### [WORK TO DO]
Recast the data below as a JSON list of strings with one string per line, skipping blank lines. Leave the pictures out of the list.

### [Excerpt from a dataset]
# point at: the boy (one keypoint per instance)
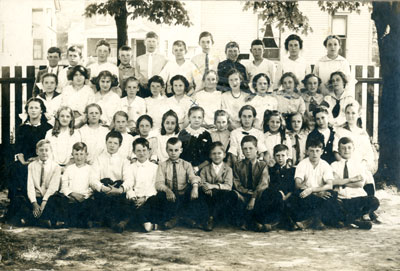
(349, 178)
(149, 64)
(75, 188)
(314, 200)
(250, 179)
(281, 187)
(53, 56)
(144, 175)
(182, 67)
(232, 53)
(206, 60)
(216, 183)
(176, 186)
(43, 181)
(259, 64)
(74, 56)
(125, 68)
(110, 181)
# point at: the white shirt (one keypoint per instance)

### [WORKED SOLUTION]
[
  "# point at: the boy (one keypoint per instance)",
  "(349, 178)",
  "(149, 64)",
  "(75, 188)",
  "(314, 200)",
  "(250, 179)",
  "(281, 187)",
  "(53, 56)",
  "(144, 175)",
  "(182, 67)",
  "(232, 53)",
  "(206, 60)",
  "(216, 183)",
  "(176, 186)",
  "(43, 181)",
  "(259, 64)",
  "(74, 56)",
  "(125, 68)",
  "(110, 181)",
  "# point at: the white shirt (one keypoint per instance)"
]